== Segment start ==

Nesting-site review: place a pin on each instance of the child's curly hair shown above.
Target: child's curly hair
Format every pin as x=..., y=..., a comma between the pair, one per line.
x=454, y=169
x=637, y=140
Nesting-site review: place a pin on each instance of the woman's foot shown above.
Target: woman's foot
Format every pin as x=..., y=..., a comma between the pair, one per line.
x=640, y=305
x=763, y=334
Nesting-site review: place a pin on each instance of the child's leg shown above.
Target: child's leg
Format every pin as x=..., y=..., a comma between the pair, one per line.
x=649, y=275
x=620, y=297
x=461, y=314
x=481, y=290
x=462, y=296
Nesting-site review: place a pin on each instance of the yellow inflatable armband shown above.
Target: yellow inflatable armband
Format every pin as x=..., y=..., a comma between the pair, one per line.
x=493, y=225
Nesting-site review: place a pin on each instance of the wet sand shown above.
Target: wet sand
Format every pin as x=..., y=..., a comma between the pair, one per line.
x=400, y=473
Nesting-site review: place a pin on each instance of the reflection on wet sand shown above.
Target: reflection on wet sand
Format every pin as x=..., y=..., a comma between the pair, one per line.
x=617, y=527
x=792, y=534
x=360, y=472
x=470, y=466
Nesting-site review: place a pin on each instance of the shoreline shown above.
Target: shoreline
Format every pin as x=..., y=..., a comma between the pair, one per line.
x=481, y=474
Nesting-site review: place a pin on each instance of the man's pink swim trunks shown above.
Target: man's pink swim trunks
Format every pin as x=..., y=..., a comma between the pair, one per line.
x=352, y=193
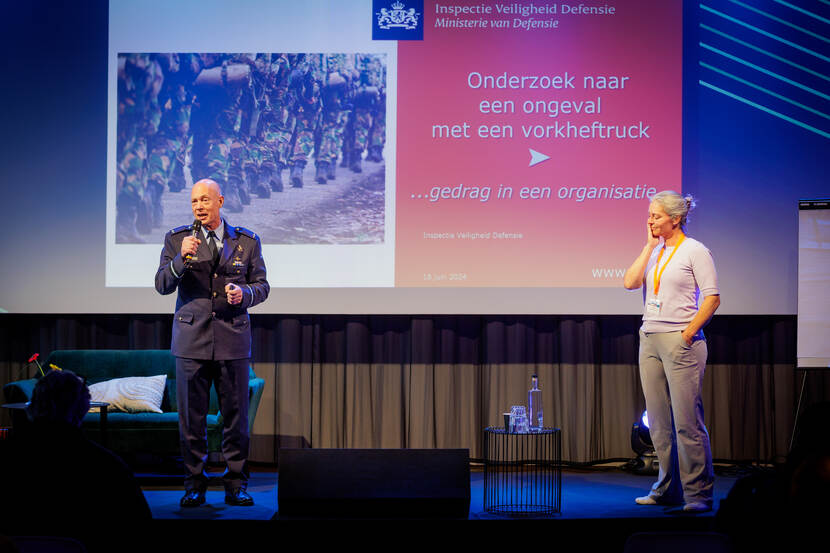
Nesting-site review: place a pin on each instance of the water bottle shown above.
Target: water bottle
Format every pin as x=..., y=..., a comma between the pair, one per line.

== Segment end ==

Which lines above carry the string "site"? Copy those lines.

Nesting-site review: place a pin on each instance of the child's curly hair shown above.
Nesting-site review: place a pin on each instance of the woman's foot shown above.
Nesting-site review: place a pin on each instance of the child's leg shown above.
Nesting-site review: place a pin on each instance of the yellow inflatable armband shown above.
Nesting-site review: place a pin on each instance of the wet sand shown above.
Nesting-site review: place a pin on each instance of the reflection on wet sand shown above.
Nesting-site review: place a pin on each instance of the shoreline shown above.
Nesting-site review: place a pin on each instance of the man's pink swim trunks shown above.
Nesting-site review: place a pin on each instance of the water bottle shown above.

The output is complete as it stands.